Copy the entire listing below word for word, keeping every line in its original order.
>> BEGIN THE DATA
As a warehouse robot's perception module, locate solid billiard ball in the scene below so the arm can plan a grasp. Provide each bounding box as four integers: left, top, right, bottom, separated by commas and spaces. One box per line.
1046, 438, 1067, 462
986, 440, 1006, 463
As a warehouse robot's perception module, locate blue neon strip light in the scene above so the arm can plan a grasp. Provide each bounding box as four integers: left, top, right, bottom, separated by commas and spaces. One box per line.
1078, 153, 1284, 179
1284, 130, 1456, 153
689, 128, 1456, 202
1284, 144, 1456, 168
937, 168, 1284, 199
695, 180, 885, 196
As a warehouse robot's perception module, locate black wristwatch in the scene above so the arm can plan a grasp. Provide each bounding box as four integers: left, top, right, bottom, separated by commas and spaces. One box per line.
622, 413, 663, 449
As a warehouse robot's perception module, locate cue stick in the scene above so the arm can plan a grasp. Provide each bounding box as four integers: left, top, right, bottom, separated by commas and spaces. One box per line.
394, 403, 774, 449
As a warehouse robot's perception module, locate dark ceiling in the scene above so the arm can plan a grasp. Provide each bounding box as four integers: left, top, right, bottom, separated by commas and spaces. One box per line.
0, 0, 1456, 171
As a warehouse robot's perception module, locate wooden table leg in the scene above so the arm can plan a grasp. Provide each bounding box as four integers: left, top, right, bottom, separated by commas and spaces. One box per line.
>> END THE DATA
### [EXERCISE ANSWER]
As a warehouse robot's perception module, locate solid billiard ball in the scene below so the arm can plan a grasp. Provide each bounding box as four integers: left, top, right, bottom, separated by commas and spaces. One box per line.
1046, 438, 1067, 462
986, 440, 1006, 463
As a warehouse robot's perception module, locate blue neon strip light in the scene above so the arm can plan a grasp. Provide each bounding box as four integers: left, top, right, bottom, separated by commas and spaces. One box per line.
1078, 153, 1284, 179
1284, 130, 1456, 153
689, 128, 1456, 202
1284, 144, 1456, 168
937, 168, 1284, 199
695, 180, 885, 196
As a warehouse robot's perception module, locate black wristwatch in the scene above so the arm can plan a grasp. Provide each bounding box as four integers: left, top, right, bottom, separated by commas and spaces. One box per line.
622, 413, 663, 449
As a warehouse robot's perception module, locate cue stick in the scene above so the arm can plan a grasp. Provide each bounding box as four integers: left, top, right, bottom, separated by commas and spaces. One box per line.
394, 403, 774, 449
As a warehouse robot's perception module, locate dark ceiling in the scene above so the arm can plan a grasp. Provide each bounding box as four integers: left, top, right, bottom, separated by commas and spaces. One box per line.
0, 0, 1456, 171
As a warehouse robot's perception module, locate wooden table leg in the scene above so the arm can plan a grasp. Provide each bounding box as four integers: left, top, right, bottom, separated by commas and spaces. One box per line.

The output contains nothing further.